(Exercise data Opens)

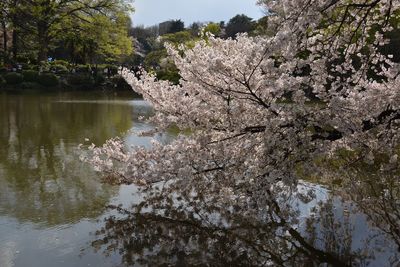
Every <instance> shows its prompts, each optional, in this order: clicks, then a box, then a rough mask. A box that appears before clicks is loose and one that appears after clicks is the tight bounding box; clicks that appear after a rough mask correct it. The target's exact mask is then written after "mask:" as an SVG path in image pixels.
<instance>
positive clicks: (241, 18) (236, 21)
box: [225, 14, 255, 38]
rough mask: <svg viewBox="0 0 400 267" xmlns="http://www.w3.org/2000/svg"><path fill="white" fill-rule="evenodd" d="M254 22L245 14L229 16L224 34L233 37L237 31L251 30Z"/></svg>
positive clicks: (243, 32) (236, 33)
mask: <svg viewBox="0 0 400 267" xmlns="http://www.w3.org/2000/svg"><path fill="white" fill-rule="evenodd" d="M254 28H255V24H254V22H253V19H252V18H250V17H248V16H246V15H243V14H242V15H236V16H235V17H233V18H231V19H230V20H229V22H228V24H227V25H226V29H225V31H226V36H227V37H232V38H234V37H235V36H236V34H238V33H244V32H251V31H252V30H254Z"/></svg>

(Exercise data Closes)

> [What is expected]:
Set out the lines above as a JSON list of strings, one string for each line, with blank lines dropped and the picture left out.

> [Output of the task]:
[
  "Every <instance> shows its prompts, each optional, in this order: clicks, then a box, then a rough mask. A box that appears before clicks is loose and one that appears after clicks is the tight bounding box; clicks that appear after a rough mask correct it. The target's exact mask is then written after \"mask:\" as an SVG path in image pixels.",
  "<instance>",
  "positive clicks: (241, 18) (236, 21)",
  "box: [225, 14, 255, 38]",
  "rough mask: <svg viewBox=\"0 0 400 267\" xmlns=\"http://www.w3.org/2000/svg\"><path fill=\"white\" fill-rule=\"evenodd\" d=\"M254 22L245 14L229 16L224 34L233 37L237 31L251 30Z\"/></svg>",
  "positive clicks: (243, 32) (236, 33)",
  "mask: <svg viewBox=\"0 0 400 267\" xmlns=\"http://www.w3.org/2000/svg\"><path fill=\"white\" fill-rule=\"evenodd\" d=\"M254 28H255V24H254V22H253V19H252V18H250V17H248V16H246V15H243V14H242V15H236V16H235V17H233V18H231V19H230V20H229V22H228V24H227V25H226V29H225V31H226V36H227V37H232V38H234V37H235V36H236V34H238V33H244V32H251V31H252V30H254Z\"/></svg>"
]